- やること -
iPS細胞の疾患モデルとCUDC-907についての文章を、最後の文の続きから書き進めてください。

図2 iPS細胞由来疾患モデルに対するCUDC-907の阻害効果
健常細胞による産生量(グラフ内の左)に対し、疾患モデルによる過剰なMCP-1およびIP-10の産生量(グラフ内の中央)は、CUDC-907の処理によりその産生量が健常レベルもしくはそれ以下にまで達した。(グラフ内の右) (左)MCP-1の産生量 (右)IP-10の産生量
(3) HDAC阻害剤CUDC-907の細胞毒性
研究グループは、CUDC-907による副作用の可能性を確認するため、その細胞毒性を詳細に評価しました。CUDC-907を短期間(24時間)処理した細胞は、その細胞毒性はほとんど確認されませんでした。しかしながら、長期間(15日間)処理した細胞はその増殖が顕著に抑制されました。以上のことから、患者さんへの長期的なCUDC-907の投与は、副作用を生じる可能性が示唆されました。
図3 CUDC-907処理による細胞毒性の評価
(左)CUDC-907を短期間(24時間)処理した後の細胞生存率。界面活性剤により細胞死を誘導すると生細胞率は顕著に低下するが(“細胞死誘導群”)、CUDC-907の処理では低下が見られなかった。
(右)CUDC-907を長期間(15日間)処理した時の細胞数の変動。未処理群の細胞は経日的に増殖するが、CUDC-907を処理した細胞はその増殖が抑制された。
(4) HDAC阻害剤CUDC-907は、MCP-1及びIP-10の転写後段階を阻害
最後に研究グループは、CUDC-907 がMCP-1及びIP-10の産生過程のうちどのポイントを阻害するのかを検討しました。疾患モデルにおけるMCP-1及びIP-10のmRNA発現量は、CUDC-907によりむしろ増加しましたが、翻訳されたタンパク質量は減少していました。以上のことから、CUDC-907が作用する段階は、少なくとも転写後であると明らかになりました。
図4 CUDC-907による 細胞内MCP-1及びIP-10の減少
疾患モデルにおける細胞内のMCP-1とIP-10の量(図中の青四角)は、CUDC-907の処理により減少した。(図中の赤四角)
4. まとめ
本研究では、NNS患者さん由来iPS細胞によるNNS疾患モデルを用いHTSを行うことで、NNSの病態を効果的に改善する化合物を特定することができました。CUDC-907をNNS疾患モデルに処理すると、過剰なケモカインMCP-1及びIP-10の産生が健常レベルかそれ以下にまで抑制されました。また、CUDC-907の短期間の処理は細胞毒性を示しませんでしたが、長期間の処理は細胞の増殖を抑制し、副作用を生じる可能性が示唆されました。さらに、CUDC-907がMCP-1及びIP-10を阻害するポイントは、少なくとも転写後の段階であることが明らかとなりました。

- データの中身 -

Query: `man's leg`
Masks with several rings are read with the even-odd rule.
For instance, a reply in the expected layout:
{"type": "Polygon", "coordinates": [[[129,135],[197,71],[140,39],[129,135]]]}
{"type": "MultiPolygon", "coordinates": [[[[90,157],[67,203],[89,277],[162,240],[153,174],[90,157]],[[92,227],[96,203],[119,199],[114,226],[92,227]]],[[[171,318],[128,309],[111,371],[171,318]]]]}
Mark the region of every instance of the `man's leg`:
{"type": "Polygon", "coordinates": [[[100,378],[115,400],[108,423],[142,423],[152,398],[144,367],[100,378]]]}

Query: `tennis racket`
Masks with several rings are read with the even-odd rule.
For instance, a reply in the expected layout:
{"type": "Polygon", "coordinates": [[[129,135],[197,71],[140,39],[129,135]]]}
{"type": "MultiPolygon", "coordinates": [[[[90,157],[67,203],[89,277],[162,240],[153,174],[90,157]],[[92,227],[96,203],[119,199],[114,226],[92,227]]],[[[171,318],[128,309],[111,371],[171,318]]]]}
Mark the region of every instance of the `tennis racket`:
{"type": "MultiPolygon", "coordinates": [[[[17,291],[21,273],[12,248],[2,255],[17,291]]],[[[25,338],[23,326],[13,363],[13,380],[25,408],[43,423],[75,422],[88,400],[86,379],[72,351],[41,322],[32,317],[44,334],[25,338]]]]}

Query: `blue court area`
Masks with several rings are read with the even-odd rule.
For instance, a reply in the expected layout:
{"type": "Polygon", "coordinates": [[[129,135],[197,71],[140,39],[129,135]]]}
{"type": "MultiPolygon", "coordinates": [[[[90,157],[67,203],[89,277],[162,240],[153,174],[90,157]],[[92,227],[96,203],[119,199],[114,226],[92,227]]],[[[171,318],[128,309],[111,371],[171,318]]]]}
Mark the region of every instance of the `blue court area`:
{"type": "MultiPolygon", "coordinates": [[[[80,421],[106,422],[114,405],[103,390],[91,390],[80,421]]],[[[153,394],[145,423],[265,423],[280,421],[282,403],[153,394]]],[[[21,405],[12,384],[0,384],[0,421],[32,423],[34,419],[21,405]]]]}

- この課題の答え -
CUDC-907は、本研究より副作用が生じる可能性が示唆されたため、直接治療薬として用いることは難しいと考えられますが、今後その阻害メカニズムが詳細に解明されることで、NNSに対する新たな治療戦略を見出すことが期待されます。また本研究では、自己炎症性疾患に対する治療薬候補の探索に、iPS/ES細胞を用いたHTSが有効な方法であると証明されたため、他の自己炎症性疾患への応用が期待されます。
5. 論文名と著者
- 論文名
Pluripotent Stem Cell-based Screening Identifies CUDC-907 as an Effective Compound for Restoring the in Vitro Phenotype of Nakajo-Nishimura Syndrome - ジャーナル名
STEM CELLS Translational Medicine - 著者
Naoya Kase1*, Madoka Terashima1, Akira Ohta2, Akira Niwa1, Fumiko Honda-Ozaki1,3, Yuri Kawasaki1, Tatsutoshi Nakahata2, Nobuo Kanazawa4 and Megumu K. Saito1**
* 筆頭著者
** 責任著者 - 著者の所属機関
- 京都大学 iPS細胞研究所 臨床応用研究部門
- 京都大学 iPS細胞研究所 基盤技術研究部門
- 東京医科歯科大学大学院 発生発達病態学分野
- 和歌山県立医科大学 医学部 皮膚科学講座
6. 本研究への支援
本研究は、下記機関より支援を受けて実施されました。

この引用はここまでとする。